[Saved entries]
++++++

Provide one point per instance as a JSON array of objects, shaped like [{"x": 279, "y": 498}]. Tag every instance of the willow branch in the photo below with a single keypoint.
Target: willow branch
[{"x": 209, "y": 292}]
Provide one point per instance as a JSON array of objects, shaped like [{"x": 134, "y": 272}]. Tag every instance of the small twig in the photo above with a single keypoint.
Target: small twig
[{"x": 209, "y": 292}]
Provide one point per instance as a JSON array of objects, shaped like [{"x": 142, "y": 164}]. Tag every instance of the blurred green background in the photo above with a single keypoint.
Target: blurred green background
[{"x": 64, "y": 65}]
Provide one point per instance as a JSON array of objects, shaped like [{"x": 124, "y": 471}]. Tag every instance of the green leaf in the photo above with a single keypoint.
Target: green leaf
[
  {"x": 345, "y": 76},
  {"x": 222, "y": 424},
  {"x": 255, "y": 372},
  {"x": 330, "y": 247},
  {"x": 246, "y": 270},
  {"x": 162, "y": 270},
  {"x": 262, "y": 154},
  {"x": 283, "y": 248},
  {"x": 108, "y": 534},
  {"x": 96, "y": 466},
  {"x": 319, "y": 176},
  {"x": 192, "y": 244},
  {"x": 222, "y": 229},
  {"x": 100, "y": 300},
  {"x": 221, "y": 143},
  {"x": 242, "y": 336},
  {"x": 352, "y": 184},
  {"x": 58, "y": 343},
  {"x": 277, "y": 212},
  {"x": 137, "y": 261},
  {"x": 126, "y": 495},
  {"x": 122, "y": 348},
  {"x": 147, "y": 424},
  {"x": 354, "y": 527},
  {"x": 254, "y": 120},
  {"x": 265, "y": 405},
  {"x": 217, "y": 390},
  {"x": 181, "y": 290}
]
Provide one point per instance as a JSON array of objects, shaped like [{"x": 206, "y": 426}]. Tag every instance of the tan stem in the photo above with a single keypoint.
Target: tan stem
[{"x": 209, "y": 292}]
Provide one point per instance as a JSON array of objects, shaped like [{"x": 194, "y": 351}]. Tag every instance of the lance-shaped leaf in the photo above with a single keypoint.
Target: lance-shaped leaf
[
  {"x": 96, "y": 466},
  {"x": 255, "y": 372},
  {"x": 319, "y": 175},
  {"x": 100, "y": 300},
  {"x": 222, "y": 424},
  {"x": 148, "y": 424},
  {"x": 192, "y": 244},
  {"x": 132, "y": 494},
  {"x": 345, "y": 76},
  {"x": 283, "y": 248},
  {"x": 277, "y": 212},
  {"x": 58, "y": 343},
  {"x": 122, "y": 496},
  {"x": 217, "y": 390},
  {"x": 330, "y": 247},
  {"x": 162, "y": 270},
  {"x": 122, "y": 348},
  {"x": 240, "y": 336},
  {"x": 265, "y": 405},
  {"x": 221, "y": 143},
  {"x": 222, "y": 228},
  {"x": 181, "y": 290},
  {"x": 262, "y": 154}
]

++++++

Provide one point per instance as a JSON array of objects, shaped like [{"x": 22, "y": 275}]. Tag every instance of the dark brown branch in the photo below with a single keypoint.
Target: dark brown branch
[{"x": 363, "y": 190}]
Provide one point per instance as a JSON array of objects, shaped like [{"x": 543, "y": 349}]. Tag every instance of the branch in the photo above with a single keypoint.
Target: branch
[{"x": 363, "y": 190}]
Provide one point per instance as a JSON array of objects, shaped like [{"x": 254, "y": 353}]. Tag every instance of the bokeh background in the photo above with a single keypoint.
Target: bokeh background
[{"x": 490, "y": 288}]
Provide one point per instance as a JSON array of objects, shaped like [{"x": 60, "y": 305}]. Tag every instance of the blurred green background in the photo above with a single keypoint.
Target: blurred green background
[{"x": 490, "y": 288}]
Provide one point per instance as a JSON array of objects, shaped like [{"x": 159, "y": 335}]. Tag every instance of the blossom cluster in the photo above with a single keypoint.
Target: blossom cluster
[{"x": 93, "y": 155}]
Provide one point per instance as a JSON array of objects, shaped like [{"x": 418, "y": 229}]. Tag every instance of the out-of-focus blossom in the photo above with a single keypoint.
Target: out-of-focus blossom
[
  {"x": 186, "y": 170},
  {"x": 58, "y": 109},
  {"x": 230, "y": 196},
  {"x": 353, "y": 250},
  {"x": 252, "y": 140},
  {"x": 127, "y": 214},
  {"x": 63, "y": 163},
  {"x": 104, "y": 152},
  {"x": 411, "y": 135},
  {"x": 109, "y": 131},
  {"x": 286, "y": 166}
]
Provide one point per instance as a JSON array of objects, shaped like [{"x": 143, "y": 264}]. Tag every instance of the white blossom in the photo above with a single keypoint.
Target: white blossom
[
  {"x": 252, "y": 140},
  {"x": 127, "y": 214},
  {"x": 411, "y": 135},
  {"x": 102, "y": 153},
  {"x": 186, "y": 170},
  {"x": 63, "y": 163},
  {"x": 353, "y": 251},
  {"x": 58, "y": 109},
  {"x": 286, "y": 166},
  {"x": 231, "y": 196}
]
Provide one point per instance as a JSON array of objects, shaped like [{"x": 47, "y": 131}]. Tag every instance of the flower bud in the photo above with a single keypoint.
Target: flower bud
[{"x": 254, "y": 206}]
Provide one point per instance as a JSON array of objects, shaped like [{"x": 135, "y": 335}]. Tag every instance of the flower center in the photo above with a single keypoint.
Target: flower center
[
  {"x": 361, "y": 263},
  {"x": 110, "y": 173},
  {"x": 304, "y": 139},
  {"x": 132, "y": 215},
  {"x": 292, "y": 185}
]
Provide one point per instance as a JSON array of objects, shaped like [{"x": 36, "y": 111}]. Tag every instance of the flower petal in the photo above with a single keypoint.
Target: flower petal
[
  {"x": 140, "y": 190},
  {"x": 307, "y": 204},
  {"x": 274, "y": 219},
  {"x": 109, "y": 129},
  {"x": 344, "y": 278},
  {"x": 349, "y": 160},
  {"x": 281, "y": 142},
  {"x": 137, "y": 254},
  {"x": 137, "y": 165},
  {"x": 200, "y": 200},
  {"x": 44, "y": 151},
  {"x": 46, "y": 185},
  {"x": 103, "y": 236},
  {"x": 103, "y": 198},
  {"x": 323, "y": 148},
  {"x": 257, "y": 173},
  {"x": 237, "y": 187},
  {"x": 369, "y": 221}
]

++++++

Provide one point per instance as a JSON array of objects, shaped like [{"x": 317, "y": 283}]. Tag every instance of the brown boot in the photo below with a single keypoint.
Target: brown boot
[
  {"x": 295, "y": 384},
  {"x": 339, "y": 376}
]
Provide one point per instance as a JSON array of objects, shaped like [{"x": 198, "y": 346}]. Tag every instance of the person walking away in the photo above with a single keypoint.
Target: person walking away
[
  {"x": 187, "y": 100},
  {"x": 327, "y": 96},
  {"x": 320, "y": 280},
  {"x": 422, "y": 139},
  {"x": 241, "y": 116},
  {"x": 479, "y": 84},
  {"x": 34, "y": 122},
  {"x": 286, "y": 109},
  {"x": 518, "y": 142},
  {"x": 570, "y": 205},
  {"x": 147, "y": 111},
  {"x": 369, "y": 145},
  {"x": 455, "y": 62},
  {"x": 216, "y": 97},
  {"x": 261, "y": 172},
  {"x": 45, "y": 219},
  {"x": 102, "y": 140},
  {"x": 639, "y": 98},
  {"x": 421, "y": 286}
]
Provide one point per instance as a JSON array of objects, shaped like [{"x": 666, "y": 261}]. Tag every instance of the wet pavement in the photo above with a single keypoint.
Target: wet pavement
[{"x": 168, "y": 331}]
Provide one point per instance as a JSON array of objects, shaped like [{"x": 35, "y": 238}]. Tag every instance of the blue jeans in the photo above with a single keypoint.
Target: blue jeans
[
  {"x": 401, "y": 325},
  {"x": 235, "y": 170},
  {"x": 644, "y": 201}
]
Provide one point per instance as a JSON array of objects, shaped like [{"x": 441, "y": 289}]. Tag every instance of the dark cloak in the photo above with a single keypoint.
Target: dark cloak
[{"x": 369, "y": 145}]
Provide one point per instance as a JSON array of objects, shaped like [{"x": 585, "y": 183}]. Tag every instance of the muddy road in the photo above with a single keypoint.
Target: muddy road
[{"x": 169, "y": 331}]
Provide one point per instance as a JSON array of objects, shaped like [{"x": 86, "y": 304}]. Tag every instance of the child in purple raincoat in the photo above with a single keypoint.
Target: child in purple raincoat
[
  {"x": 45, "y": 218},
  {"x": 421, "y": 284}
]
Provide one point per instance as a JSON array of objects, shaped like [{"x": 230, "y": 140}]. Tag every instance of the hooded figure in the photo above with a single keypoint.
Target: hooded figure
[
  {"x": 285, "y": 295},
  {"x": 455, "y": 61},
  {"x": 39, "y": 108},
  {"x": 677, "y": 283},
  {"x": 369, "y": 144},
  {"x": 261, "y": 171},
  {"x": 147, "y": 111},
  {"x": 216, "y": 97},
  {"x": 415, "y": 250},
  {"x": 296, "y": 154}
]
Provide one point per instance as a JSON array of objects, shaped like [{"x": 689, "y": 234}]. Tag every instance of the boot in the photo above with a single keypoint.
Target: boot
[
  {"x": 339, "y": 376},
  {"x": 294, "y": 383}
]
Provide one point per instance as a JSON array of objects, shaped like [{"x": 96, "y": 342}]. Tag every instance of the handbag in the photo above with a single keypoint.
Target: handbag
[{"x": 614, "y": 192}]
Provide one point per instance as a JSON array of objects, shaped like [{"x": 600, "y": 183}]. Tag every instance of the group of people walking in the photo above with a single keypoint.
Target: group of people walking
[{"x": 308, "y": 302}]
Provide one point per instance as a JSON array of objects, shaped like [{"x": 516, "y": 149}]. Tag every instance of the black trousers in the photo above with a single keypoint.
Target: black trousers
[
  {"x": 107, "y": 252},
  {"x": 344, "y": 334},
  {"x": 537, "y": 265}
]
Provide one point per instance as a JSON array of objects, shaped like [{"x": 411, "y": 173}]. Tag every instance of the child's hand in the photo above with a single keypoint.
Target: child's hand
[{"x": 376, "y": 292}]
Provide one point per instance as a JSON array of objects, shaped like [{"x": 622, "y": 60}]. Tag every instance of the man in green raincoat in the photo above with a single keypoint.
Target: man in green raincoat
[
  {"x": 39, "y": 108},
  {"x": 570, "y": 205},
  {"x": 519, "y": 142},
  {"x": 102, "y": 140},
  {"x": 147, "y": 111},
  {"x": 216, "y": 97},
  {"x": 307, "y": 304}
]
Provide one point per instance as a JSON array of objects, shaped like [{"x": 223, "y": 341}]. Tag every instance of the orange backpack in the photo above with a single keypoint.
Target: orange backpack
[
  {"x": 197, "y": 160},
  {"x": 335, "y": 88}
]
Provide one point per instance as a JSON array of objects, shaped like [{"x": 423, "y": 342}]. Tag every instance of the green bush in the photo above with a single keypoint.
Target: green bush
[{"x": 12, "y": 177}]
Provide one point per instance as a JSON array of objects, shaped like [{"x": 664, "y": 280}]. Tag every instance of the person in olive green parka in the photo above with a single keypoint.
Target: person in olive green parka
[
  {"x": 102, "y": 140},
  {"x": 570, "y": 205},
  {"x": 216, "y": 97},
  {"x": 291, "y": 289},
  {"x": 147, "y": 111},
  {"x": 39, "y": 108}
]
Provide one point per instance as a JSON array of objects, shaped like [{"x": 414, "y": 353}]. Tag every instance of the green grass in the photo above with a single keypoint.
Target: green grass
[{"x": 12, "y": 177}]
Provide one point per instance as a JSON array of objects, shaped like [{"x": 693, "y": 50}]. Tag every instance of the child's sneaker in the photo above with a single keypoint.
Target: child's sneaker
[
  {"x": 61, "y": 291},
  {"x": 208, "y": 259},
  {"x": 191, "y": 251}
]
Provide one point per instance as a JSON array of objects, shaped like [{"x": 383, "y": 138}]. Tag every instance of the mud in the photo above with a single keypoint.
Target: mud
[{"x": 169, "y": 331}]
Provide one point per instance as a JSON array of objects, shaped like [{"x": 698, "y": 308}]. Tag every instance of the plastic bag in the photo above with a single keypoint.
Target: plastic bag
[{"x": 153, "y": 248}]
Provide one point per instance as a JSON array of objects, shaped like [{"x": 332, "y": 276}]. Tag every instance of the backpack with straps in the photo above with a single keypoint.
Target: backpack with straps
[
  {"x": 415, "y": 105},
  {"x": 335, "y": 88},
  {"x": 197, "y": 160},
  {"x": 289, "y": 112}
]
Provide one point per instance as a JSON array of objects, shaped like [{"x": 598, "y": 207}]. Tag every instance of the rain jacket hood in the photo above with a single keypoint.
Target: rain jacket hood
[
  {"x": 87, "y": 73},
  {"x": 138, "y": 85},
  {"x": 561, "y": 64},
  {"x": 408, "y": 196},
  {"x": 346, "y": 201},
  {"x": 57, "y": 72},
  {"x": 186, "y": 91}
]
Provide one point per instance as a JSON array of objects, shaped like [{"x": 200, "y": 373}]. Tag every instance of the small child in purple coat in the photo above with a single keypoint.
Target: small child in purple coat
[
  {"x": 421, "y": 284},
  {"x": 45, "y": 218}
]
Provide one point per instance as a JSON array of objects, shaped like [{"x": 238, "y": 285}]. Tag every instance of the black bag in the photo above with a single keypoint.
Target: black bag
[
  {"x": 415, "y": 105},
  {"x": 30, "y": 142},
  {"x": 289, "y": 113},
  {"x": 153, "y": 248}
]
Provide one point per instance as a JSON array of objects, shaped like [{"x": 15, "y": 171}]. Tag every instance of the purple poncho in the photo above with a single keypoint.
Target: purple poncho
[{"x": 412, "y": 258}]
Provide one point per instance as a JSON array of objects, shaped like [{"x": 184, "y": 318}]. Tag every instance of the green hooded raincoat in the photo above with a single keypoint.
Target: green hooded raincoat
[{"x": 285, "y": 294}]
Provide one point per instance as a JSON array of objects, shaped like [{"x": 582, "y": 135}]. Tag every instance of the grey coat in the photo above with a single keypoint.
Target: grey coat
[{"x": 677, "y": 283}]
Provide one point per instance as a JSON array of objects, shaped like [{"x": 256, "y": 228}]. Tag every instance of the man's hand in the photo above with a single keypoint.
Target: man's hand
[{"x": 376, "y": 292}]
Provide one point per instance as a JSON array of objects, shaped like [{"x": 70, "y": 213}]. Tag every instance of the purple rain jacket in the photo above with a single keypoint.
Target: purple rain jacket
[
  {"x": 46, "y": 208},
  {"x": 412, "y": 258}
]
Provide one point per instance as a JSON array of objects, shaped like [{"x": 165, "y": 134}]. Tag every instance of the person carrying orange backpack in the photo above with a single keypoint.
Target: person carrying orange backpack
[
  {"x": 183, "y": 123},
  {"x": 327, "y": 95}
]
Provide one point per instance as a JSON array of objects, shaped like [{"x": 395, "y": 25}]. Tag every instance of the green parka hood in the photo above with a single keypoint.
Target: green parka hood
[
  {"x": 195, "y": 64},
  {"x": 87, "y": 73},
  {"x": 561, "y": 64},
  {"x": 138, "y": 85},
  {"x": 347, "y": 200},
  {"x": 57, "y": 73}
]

++++++

From the entries above, return each line with the word "below" in it.

Provide one point per instance as a JSON array of objects, shaped like [{"x": 279, "y": 498}]. Tag every instance of the willow branch in the photo below with a single keypoint.
Provide one point per instance as a JSON array of objects, shaped like [{"x": 22, "y": 275}]. Tag every instance of the dark brown branch in the photo below with a single keypoint.
Provide one point per instance as a JSON array of objects, shaped like [{"x": 317, "y": 283}]. Tag every instance of the brown boot in the photo below with a single keypoint.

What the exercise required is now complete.